• TAREFA: Dê continuidade ao texto abaixo sobre o método de ensino de piano de Oscar Guanabarino, começando logo após a última frase apresentada.

• SEÇÃO DO DOCUMENTO:

*****

Quando alguém preparava um concerto, outro fazia a parte
de orquestra. O meu por exemplo era o de Moskowsky, e
quem fazia o segundo piano, aliás dificílimo, era o Mário
Neves. Também dávamos audições. O Guanabarino fazia a
gente tocar para todo mundo que ia lá na sala de aula. E
como ia gente! A Inocência da Rocha, a Nair de Tefé, todo
o pessoal freqüentava muito o salão de Guanabarino
(KATER, 2001, p. 14).


4. O Método de Oscar Guanabarino


Guanabarino publicou, ao longo de 1880, em 31 números da Revista
Musical e de Bellas Artes, um conjunto de guias pedagógicos que foram
intitulados O professor de piano: a arte de educar um pianista desde os
rudimentos até o ensino transcendental, cujo subtítulo prossegue enunciando
o propósito de servir de guia aos professores novos e aos discípulos
adiantados que queiram estudar por si só. Esse conjunto de textos foi
sistematizado e se encontra tabulado no Quadro 1 (PASSAMAE, 2013, p. 31).





Quadro 1 – O professor de piano: a arte de educar um pianista desde os
rudimentos até o ensino transcendental.
Fonte: PASSAMAE, 2013, p. 32.


Como pode ser observado no quadro, Guanabarino dividiu sua
pedagogia em quatro estágios denominados Épocas. O autor pretende abranger
todo o processo pedagógico do ensino do piano. Começa o trabalho com uma
discussão relativa à idade ideal para o início dos estudos do instrumento,
chegando a sugerir também um período de tempo adequado de dedicação para
que o estudante pudesse obter o melhor desempenho (PASSAMAE, 2013, p. 31).
A leitura do trabalho mostra certa aderência às modernas técnicas
pedagógicas. Um exemplo da contemporaneidade das citadas técnicas pode ser
verificado no capítulo intitulado Da passagem da primeira para a segunda
época. O autor recomenda que a passagem do primeiro estágio para o segundo
não deve ter um caráter exclusivamente temporal (tempo de estudo), mas se
pautar no desenvolvimento físico-motor do aluno. O procedimento, ao que
tudo indica, poderia ser estendido para os estágios seguintes de estudo.
Nesses termos, parece proposital a denominação de épocas os 4 estágios de
ao invés de 4 anos (PASSAMAE, 2013, p. 33).

*****

• INFORMAÇÕES FORNECIDAS:
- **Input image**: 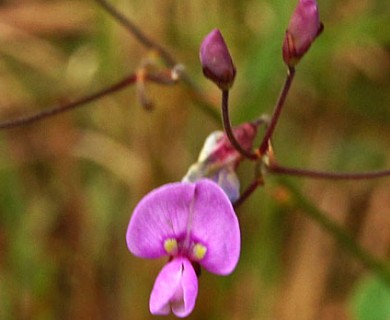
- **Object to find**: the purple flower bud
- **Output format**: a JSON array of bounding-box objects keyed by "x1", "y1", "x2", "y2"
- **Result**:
[
  {"x1": 199, "y1": 29, "x2": 236, "y2": 90},
  {"x1": 283, "y1": 0, "x2": 323, "y2": 67}
]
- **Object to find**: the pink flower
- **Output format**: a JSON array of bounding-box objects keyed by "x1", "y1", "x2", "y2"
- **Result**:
[
  {"x1": 126, "y1": 179, "x2": 240, "y2": 317},
  {"x1": 199, "y1": 29, "x2": 236, "y2": 90},
  {"x1": 283, "y1": 0, "x2": 323, "y2": 67}
]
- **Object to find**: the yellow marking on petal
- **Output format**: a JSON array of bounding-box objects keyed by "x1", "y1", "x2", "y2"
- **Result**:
[
  {"x1": 192, "y1": 243, "x2": 207, "y2": 260},
  {"x1": 164, "y1": 238, "x2": 177, "y2": 254}
]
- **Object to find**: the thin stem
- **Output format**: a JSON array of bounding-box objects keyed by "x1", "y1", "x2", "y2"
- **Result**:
[
  {"x1": 259, "y1": 67, "x2": 295, "y2": 155},
  {"x1": 0, "y1": 74, "x2": 137, "y2": 130},
  {"x1": 267, "y1": 164, "x2": 390, "y2": 180},
  {"x1": 96, "y1": 0, "x2": 219, "y2": 121},
  {"x1": 96, "y1": 0, "x2": 177, "y2": 67},
  {"x1": 222, "y1": 90, "x2": 258, "y2": 160},
  {"x1": 280, "y1": 179, "x2": 390, "y2": 286},
  {"x1": 233, "y1": 177, "x2": 264, "y2": 209}
]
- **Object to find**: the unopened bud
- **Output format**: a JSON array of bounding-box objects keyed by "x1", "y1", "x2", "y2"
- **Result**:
[
  {"x1": 182, "y1": 122, "x2": 260, "y2": 202},
  {"x1": 283, "y1": 0, "x2": 323, "y2": 67},
  {"x1": 199, "y1": 29, "x2": 236, "y2": 90}
]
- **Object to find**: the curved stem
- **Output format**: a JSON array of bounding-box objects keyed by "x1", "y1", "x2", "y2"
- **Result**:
[
  {"x1": 280, "y1": 179, "x2": 390, "y2": 286},
  {"x1": 0, "y1": 74, "x2": 137, "y2": 130},
  {"x1": 259, "y1": 67, "x2": 295, "y2": 155},
  {"x1": 267, "y1": 164, "x2": 390, "y2": 180},
  {"x1": 222, "y1": 90, "x2": 258, "y2": 160},
  {"x1": 96, "y1": 0, "x2": 176, "y2": 67},
  {"x1": 96, "y1": 0, "x2": 219, "y2": 121}
]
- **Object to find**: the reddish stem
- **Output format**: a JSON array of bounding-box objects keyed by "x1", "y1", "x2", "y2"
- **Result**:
[
  {"x1": 267, "y1": 164, "x2": 390, "y2": 180},
  {"x1": 259, "y1": 67, "x2": 295, "y2": 155},
  {"x1": 222, "y1": 90, "x2": 259, "y2": 160}
]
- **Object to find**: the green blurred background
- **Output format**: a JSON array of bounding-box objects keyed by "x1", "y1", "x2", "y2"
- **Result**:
[{"x1": 0, "y1": 0, "x2": 390, "y2": 320}]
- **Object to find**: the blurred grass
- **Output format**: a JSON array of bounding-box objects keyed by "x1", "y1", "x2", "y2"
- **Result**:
[{"x1": 0, "y1": 0, "x2": 390, "y2": 320}]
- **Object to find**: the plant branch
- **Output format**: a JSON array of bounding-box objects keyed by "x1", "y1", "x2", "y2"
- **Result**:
[
  {"x1": 259, "y1": 67, "x2": 295, "y2": 155},
  {"x1": 222, "y1": 90, "x2": 259, "y2": 160},
  {"x1": 279, "y1": 179, "x2": 390, "y2": 286},
  {"x1": 267, "y1": 164, "x2": 390, "y2": 180},
  {"x1": 0, "y1": 74, "x2": 137, "y2": 130},
  {"x1": 92, "y1": 0, "x2": 219, "y2": 121}
]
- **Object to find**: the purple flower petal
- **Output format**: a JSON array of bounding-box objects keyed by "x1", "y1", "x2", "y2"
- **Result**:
[
  {"x1": 149, "y1": 258, "x2": 198, "y2": 318},
  {"x1": 126, "y1": 182, "x2": 195, "y2": 258},
  {"x1": 191, "y1": 179, "x2": 240, "y2": 275}
]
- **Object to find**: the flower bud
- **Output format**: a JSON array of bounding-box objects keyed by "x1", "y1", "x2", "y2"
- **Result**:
[
  {"x1": 283, "y1": 0, "x2": 323, "y2": 67},
  {"x1": 199, "y1": 29, "x2": 236, "y2": 90}
]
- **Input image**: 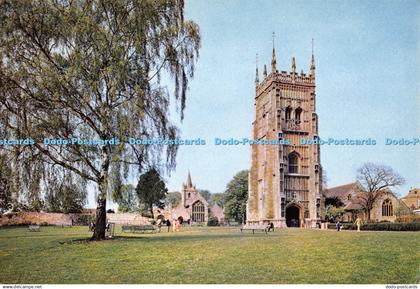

*****

• RESULTADO ABAIXO:
Guanabarino discute as condicionantes pedagógicas para o início dos
estudos: aos 6 ou aos 12 anos? Segundo o autor, há que se considerarem
quatro condições básicas: algum conhecimento de leitura; inteligência
clara; físico desenvolvido e gosto pela música. A partir e atendidas as
condicionantes descritas, avalia as vantagens e desvantagens de se iniciar
os estudos mais cedo e mais tarde. Argumenta que "geralmente espera-se
[...] pela idade de dez ou doze anos para o começo dos estudos do piano,
sob o pretexto" do desenvolvimento das "forças dos dedos". Em
contraposição, do ponto de vista do desenvolvimento físico-motor da
criança, assume que o que se "ganha [...] em força perde-se em
flexibilidade e esta não volta sem grande trabalho e paciência"
(GUANABARINO, 1880, p. 50).
Há, nos textos, diversas e interessantes análises demonstrando o
que e como desenvolver as atividades pedagógicas, tanto do ponto de vista
do professor quanto do aluno. Um exemplo é a discussão da habilidade que
deve ter o mestre na escolha dos exercícios de técnica para cada etapa do
estudo e idade do aluno, principalmente o precoce, para que este não perca
a motivação e o interesse. Trata-se, de qualquer modo, de um guia completo
e estruturado de forma progressiva.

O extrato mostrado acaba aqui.